• _Exercise_
Pick out every line of the listing below that contains the string "format". Copy each of those lines in full.

• _The input_
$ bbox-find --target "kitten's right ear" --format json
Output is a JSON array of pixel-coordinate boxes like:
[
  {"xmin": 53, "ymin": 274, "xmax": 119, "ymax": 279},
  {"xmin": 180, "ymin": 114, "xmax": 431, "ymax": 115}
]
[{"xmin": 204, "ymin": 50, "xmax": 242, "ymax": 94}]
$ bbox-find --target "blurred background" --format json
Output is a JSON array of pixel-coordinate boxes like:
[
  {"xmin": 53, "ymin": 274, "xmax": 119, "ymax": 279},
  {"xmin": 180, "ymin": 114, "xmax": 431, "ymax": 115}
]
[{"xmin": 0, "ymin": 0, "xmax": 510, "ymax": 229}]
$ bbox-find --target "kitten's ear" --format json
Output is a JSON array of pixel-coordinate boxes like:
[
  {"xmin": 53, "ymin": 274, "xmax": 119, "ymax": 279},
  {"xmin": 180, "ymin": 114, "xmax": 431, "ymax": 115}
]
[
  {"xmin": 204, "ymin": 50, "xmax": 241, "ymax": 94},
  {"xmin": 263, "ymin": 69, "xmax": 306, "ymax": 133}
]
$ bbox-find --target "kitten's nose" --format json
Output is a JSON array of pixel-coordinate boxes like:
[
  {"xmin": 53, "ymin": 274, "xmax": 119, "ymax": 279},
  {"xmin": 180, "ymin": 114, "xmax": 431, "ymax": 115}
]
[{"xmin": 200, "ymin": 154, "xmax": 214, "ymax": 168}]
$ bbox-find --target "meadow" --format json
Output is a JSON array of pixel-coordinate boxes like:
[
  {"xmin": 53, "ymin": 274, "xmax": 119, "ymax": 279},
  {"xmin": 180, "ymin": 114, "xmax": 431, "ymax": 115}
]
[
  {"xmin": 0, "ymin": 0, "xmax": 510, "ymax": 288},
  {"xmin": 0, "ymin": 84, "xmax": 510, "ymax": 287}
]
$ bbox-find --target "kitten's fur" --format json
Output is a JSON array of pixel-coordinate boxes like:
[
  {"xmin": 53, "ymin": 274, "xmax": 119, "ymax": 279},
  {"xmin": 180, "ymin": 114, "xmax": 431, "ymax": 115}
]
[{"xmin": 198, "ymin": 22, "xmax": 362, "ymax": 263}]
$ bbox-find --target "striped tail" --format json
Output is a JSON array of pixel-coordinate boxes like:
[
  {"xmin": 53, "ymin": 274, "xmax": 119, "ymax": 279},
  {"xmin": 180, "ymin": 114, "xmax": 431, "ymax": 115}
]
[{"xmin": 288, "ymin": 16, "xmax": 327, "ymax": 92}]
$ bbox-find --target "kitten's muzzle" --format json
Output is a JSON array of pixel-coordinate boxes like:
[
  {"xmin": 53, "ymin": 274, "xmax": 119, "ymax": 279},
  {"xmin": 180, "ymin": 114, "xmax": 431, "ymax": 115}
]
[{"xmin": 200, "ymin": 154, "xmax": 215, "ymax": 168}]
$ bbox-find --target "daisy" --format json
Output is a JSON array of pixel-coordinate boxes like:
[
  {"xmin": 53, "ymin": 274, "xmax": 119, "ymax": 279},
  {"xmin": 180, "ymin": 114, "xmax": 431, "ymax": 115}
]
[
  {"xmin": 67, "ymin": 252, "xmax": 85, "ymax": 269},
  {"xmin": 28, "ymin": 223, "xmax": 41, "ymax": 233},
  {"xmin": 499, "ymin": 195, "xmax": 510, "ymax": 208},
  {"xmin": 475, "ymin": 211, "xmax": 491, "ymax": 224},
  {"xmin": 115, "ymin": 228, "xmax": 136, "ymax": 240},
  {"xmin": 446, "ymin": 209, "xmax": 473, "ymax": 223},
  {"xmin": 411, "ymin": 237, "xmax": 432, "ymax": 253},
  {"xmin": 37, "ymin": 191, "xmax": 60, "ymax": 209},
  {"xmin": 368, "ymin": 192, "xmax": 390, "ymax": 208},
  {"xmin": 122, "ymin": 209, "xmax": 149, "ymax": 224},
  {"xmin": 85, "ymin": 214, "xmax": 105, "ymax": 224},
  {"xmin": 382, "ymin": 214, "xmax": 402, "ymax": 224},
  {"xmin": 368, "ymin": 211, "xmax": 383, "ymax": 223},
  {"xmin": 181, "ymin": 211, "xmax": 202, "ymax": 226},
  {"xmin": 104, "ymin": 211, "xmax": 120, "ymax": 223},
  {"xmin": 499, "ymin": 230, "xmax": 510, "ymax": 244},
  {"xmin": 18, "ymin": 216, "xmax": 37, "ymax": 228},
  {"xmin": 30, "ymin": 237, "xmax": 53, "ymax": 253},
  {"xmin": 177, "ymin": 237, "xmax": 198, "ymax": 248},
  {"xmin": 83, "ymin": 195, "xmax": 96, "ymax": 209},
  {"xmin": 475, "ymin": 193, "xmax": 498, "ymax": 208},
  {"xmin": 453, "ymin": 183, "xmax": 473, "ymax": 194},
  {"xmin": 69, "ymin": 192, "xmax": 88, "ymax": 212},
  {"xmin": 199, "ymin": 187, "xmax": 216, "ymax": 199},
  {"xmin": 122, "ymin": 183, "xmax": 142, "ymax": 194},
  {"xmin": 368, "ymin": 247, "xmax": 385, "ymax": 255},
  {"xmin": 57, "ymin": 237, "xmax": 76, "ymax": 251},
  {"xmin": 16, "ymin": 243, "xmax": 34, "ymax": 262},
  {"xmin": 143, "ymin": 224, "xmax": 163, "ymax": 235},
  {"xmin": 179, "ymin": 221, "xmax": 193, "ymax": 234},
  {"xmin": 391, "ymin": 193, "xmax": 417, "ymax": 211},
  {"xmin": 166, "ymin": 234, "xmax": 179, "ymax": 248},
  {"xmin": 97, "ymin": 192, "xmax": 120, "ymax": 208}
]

• _The output_
$ bbox-find --target "kitten's right ear" --format json
$ bbox-find --target "blurred background" --format json
$ bbox-find --target "kitten's ear" --format json
$ bbox-find --target "kitten's nose" --format json
$ bbox-find --target "meadow" --format json
$ bbox-find --target "kitten's fur" --format json
$ bbox-find --target "striped tail" --format json
$ bbox-find --target "kitten's muzzle" --format json
$ bbox-find --target "daisy" --format json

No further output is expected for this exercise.